• UDOSTĘPNIONY TEKST:
– Niektórzy nie tańczyli przez półtora roku, od momentu wybuchu pandemii. Tego się nie zapomina. Warto skorzystać, póki pandemia nie zamknęła nas po raz kolejny i wytańczyć się za wszystkie czasy – mówi Kacper Jeziorański, właściciel klubu Kafe Taniec. W lokalu znajdującym się przy ul. Jagiellońskiej na bawiących się czekają dwa parkiety, doskonale wyposażony bar oraz muzyka, która zabierze nas w sentymentalną podróż do lat 80. i 90. – Nasi goście znają nas jako klub dla osób chcących wyrazić siebie w tańcu, ale serdecznie zapraszamy także osoby, które tańczą tylko dla zabawy – dodaje właściciel Kafe Taniec.
„Mamy nadzieję, że ludzie stęsknili się za beztroską i bezstresową zabawą na parkiecie do białego rana”
Klub Kafe Taniec na mapie Szczecina zadebiutował dwa lata temu, szturmem podbijając serca miłośników tańca oraz osób lubiących bawić się przy nieśmiertelnych przebojach sprzed trzech dekad. Pandemia koronawirusa spowodowała, że lokal na 14 miesięcy zawiesił działalność. Teraz wraca i znów zaprasza do zabawy.
– Mamy nadzieję, że nasze parkiety znów zapłoną – mówi Kacper Jeziorański, właściciel lokalu. Kafe Taniec funkcjonuje w piątki, soboty oraz niedziele. – W piątki zapraszamy wszystkich, którzy trenują taniec. Przed nami wieczory z salsą, bachatą i kizombą. Sobota to wieczór dla wszystkich. Grać będziemy utwory ze starych kaset. Zabrzmi klasyka z lat 80. i 90., która porwie wszystkich do tańca. Niedziela to czas na Club Tropicana – wymienia Jeziorański.
Sobotnim imprezom będą towarzyszyć warsztaty oraz krótkie prezentacje taneczne. Animacje mają dodawać tańczącym odwagi i być miłą atrakcją wieczoru.
– Na naszym Facebooku jest już lista wydarzeń. Mamy nadzieję, że każdy znajdzie coś dla siebie – dodaje.

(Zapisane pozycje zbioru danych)
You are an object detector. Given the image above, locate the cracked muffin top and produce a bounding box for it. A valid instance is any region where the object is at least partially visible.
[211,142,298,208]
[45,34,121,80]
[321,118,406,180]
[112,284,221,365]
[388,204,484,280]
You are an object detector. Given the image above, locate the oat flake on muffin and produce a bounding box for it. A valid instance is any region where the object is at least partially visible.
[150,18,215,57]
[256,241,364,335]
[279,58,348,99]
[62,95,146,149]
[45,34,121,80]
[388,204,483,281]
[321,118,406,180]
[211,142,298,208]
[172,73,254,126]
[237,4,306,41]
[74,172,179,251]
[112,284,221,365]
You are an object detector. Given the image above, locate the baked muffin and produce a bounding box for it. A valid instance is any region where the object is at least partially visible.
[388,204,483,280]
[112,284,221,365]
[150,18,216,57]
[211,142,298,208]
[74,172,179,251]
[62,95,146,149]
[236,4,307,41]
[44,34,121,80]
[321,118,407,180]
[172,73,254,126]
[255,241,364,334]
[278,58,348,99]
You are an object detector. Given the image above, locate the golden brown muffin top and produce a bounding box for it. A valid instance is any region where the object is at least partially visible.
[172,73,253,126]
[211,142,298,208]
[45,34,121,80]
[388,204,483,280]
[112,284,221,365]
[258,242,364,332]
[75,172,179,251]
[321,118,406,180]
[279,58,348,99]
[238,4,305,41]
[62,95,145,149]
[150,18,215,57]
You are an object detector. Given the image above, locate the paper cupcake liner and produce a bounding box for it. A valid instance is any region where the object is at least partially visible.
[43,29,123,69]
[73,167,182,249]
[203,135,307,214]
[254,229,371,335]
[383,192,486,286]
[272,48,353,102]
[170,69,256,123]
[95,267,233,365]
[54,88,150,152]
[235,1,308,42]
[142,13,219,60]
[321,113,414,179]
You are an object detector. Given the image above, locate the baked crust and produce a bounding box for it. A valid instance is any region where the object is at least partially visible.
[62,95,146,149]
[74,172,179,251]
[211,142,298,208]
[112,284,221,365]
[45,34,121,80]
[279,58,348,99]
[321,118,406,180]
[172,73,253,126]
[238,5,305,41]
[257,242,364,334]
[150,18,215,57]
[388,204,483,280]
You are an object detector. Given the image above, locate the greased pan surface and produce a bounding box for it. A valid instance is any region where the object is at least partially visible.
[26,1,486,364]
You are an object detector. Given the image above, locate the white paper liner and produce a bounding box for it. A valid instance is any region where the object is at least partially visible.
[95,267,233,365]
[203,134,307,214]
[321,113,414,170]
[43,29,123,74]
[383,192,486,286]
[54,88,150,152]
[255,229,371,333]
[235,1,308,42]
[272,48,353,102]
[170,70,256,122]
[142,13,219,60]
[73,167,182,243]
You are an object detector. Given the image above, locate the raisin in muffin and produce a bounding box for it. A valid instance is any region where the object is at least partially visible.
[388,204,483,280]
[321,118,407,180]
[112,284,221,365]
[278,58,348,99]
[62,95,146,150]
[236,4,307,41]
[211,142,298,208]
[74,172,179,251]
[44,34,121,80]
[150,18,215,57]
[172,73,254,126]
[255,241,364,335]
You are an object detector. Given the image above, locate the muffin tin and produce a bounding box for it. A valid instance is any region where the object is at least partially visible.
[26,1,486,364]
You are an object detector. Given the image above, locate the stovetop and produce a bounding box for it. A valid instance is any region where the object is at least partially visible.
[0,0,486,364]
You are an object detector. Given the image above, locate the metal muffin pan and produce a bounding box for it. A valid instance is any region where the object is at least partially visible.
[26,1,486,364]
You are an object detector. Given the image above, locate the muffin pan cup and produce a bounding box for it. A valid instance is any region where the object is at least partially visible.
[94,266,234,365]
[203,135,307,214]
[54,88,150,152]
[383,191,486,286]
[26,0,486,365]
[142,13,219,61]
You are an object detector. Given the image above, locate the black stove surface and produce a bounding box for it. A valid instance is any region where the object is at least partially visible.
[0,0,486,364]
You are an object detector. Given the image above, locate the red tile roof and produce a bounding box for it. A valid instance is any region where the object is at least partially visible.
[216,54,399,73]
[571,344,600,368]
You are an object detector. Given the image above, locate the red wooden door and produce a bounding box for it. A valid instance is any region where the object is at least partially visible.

• WYMAGANIA ZADANIA: Wyjaśnij na podstawie tekstu o klubie Kafe Taniec, w jakim celu sobotnim imprezom mają towarzyszyć warsztaty i krótkie prezentacje taneczne. Odpowiedz w jednym do trzech zdań.

• ODPOWIEDŹ PISEMNA: Warsztaty i krótkie prezentacje taneczne mają dodawać tańczącym odwagi. Mają też być miłą atrakcją wieczoru.